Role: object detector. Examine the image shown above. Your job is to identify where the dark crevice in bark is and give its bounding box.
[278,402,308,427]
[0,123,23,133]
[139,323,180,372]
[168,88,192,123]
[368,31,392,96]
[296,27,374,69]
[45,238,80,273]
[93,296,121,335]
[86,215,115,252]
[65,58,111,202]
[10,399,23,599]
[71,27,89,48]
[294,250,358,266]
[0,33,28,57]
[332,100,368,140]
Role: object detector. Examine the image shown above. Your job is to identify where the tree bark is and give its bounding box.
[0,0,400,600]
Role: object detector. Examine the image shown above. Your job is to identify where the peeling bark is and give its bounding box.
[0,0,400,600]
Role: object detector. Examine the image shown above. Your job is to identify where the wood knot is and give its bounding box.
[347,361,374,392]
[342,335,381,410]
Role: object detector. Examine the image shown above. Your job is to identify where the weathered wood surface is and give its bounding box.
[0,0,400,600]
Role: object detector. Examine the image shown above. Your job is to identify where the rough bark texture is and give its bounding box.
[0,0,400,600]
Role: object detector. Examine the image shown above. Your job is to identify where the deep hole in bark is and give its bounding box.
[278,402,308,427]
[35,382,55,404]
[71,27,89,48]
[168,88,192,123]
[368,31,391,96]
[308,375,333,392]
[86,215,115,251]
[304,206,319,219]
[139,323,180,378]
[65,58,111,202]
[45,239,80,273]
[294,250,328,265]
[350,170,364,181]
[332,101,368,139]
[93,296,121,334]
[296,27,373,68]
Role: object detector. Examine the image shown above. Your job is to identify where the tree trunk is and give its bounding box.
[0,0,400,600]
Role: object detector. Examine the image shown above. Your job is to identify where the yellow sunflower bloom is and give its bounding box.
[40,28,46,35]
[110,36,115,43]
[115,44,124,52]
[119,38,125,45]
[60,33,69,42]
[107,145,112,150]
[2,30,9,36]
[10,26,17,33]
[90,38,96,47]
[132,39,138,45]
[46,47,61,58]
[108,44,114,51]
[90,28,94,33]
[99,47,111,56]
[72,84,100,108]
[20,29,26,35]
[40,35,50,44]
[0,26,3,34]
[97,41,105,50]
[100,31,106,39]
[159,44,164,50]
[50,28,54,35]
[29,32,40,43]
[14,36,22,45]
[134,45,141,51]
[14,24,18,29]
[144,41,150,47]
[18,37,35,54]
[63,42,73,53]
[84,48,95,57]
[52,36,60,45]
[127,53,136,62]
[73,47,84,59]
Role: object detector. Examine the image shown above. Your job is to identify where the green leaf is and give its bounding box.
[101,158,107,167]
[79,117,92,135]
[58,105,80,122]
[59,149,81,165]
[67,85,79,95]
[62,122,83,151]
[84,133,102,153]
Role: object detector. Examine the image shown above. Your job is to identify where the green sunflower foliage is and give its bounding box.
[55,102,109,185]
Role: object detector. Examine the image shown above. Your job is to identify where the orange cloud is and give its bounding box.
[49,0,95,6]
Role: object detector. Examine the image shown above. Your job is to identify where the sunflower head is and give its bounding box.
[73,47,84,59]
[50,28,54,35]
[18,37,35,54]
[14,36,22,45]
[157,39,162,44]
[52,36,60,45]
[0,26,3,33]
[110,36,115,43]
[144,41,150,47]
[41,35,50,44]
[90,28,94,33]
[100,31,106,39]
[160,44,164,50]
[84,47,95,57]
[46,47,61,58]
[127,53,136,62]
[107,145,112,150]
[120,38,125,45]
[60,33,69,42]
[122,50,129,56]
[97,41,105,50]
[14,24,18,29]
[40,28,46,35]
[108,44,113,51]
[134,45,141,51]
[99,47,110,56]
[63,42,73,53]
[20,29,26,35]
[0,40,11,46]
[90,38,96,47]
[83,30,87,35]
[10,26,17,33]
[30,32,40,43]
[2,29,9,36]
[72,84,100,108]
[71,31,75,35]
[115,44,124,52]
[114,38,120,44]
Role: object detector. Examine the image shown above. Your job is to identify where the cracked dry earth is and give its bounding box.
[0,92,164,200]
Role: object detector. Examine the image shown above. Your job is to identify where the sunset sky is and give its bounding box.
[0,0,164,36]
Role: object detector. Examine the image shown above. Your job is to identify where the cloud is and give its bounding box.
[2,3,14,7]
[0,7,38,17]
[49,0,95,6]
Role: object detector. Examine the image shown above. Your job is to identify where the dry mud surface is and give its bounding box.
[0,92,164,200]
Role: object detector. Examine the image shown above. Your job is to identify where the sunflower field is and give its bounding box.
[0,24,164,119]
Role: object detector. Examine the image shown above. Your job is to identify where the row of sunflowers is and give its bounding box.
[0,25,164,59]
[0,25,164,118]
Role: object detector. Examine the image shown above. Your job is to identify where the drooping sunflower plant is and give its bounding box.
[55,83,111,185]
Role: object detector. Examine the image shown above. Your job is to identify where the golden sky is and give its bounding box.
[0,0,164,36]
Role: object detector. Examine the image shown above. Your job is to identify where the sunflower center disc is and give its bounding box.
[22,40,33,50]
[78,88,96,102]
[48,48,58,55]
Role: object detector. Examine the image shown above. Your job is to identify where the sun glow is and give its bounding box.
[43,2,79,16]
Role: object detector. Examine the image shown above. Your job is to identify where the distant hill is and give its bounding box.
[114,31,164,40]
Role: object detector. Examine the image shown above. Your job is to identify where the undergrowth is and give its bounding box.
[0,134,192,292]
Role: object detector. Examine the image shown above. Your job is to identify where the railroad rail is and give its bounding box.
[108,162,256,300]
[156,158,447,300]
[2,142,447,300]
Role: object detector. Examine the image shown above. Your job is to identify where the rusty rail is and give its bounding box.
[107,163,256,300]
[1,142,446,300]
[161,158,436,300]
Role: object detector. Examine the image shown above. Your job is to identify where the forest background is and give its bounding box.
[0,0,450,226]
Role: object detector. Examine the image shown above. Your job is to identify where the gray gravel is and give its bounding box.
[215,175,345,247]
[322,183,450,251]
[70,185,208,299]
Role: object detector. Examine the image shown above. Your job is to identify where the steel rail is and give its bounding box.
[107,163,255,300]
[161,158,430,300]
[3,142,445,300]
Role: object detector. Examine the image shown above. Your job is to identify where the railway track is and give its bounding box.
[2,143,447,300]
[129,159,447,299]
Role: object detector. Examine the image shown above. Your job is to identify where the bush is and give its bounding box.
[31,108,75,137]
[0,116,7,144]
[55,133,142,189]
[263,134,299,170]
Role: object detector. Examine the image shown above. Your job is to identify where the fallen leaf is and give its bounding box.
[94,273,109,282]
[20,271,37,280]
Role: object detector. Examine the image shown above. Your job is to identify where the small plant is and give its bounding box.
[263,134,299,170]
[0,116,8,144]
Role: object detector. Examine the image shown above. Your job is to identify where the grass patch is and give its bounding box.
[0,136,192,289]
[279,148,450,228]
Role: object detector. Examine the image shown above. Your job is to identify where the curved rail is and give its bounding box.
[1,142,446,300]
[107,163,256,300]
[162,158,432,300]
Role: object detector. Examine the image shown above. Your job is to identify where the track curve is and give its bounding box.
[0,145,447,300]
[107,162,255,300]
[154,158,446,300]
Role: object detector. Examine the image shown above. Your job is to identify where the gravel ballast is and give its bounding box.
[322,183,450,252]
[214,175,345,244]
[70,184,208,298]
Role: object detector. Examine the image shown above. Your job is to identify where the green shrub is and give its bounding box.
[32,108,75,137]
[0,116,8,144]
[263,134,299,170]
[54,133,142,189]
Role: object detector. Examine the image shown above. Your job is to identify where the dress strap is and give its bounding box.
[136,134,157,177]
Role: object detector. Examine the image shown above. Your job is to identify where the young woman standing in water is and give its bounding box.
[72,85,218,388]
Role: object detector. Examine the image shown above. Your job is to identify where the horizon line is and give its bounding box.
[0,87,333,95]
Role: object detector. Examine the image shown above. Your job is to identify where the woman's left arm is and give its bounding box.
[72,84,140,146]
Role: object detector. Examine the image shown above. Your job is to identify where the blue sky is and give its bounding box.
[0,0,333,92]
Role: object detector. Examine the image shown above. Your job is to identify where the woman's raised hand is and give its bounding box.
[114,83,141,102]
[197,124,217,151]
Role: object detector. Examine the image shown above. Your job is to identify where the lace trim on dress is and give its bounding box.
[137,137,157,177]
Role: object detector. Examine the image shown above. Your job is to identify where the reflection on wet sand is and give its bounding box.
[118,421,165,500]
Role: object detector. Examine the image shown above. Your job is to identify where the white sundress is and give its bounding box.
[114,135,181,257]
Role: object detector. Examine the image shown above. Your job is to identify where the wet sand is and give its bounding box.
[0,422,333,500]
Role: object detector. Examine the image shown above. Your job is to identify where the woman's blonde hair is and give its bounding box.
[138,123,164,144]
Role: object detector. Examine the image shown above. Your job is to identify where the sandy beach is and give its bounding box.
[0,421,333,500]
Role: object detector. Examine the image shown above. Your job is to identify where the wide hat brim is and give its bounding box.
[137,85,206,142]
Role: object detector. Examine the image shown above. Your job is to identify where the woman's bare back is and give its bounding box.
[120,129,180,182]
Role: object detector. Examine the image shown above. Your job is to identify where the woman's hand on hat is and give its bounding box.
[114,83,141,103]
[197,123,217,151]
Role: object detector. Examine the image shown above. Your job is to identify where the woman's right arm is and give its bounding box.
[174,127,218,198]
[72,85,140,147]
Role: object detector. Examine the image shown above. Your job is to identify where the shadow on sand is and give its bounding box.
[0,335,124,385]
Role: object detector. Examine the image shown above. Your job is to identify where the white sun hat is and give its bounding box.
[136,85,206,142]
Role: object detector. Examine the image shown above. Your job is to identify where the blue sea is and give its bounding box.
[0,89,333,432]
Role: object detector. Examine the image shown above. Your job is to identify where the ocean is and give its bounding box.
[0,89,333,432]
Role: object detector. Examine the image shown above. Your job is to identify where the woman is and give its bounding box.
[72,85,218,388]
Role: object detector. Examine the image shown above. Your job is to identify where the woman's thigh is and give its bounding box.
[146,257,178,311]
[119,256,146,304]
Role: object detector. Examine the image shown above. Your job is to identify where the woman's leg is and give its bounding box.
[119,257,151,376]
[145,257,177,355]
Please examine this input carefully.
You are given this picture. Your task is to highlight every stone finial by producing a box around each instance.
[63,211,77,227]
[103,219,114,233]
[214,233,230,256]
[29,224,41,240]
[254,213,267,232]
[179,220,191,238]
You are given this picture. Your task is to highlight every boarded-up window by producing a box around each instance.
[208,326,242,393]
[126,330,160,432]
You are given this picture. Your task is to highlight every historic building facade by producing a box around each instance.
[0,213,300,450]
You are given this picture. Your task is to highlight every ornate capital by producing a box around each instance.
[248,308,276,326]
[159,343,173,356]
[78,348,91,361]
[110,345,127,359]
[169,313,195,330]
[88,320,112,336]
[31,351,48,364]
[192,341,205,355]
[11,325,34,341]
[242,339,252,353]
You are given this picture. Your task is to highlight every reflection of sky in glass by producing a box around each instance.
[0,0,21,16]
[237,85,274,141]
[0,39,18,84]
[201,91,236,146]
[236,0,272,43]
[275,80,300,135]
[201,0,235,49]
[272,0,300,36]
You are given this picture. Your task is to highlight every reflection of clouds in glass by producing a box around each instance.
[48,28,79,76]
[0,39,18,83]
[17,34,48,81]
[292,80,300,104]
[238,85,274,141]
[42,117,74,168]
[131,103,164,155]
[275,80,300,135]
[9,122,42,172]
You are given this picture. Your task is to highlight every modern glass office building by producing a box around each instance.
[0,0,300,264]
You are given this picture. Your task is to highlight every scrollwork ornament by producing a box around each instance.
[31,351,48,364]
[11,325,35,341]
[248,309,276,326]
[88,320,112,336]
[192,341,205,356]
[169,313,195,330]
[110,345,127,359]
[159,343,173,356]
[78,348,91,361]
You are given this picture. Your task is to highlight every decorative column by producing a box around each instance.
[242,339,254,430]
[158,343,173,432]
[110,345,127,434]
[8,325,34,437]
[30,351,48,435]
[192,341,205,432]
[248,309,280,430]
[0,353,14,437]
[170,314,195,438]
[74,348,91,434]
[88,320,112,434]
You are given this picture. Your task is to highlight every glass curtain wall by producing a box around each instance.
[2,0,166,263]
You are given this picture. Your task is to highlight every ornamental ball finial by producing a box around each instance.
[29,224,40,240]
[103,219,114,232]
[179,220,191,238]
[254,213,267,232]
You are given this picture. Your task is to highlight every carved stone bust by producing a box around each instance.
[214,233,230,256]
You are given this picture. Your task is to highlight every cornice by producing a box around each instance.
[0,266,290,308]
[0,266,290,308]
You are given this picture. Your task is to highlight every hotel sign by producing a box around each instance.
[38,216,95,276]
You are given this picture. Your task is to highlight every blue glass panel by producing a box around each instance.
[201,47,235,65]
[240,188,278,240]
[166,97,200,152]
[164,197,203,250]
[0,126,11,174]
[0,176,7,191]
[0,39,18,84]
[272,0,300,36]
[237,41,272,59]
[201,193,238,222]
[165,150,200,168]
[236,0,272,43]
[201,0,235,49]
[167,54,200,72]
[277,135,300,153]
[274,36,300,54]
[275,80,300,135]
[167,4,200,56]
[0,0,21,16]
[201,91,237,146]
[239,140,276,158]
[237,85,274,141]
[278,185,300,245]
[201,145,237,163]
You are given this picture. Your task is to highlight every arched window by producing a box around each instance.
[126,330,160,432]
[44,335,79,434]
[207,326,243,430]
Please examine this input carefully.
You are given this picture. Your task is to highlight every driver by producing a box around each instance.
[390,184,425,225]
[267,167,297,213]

# # # # # # #

- [What is expected] Please copy out, word for word, the rows between the line holding "thigh is and give its bounding box." and the line holding "[0,0,300,264]", inclusive.

- [Full output]
Role: object detector. Examine the image shown above. Your job is to identify where the woman's thigh is and give its bounding box.
[146,257,178,311]
[119,256,146,304]
Role: object detector. Examine the image shown above. Your job is to identify where the woman's leg is and give its bounding box.
[119,257,151,376]
[145,257,177,355]
Please examine this input carefully.
You are given this picture. Your task is to highlight every stone finial by producing a box around each instance.
[63,211,77,227]
[103,219,114,233]
[214,233,230,256]
[29,224,41,240]
[254,213,267,232]
[179,220,191,238]
You are given this picture. Your task is to highlight every boarded-up window by producing a box around each instance.
[208,326,242,393]
[126,330,160,432]
You are given this picture. Your task is to highlight every historic building facade by producing a box around each instance.
[0,213,300,450]
You are given this picture. Your task is to highlight every ornate capital by producing a box around each instance.
[248,308,276,326]
[159,343,173,356]
[78,348,91,361]
[110,345,127,359]
[169,313,195,330]
[88,320,112,336]
[31,351,48,364]
[192,341,205,355]
[11,325,34,341]
[242,339,252,353]
You are given this picture. Your task is to highlight every reflection of sky in glass by producing a box around each instance.
[0,0,21,16]
[237,85,274,141]
[0,39,18,84]
[201,91,236,146]
[236,0,272,43]
[275,80,300,135]
[201,0,235,49]
[272,0,300,36]
You are given this picture. Your task is to highlight every reflection of clouds in glass by producing a box around each instance.
[48,28,79,76]
[0,39,18,83]
[17,34,48,81]
[292,80,300,104]
[238,85,274,141]
[42,117,74,168]
[131,103,164,155]
[275,80,300,135]
[9,122,42,172]
You are given this picture. Your task is to highlight every modern glass office building by producing a box around each instance.
[0,0,300,264]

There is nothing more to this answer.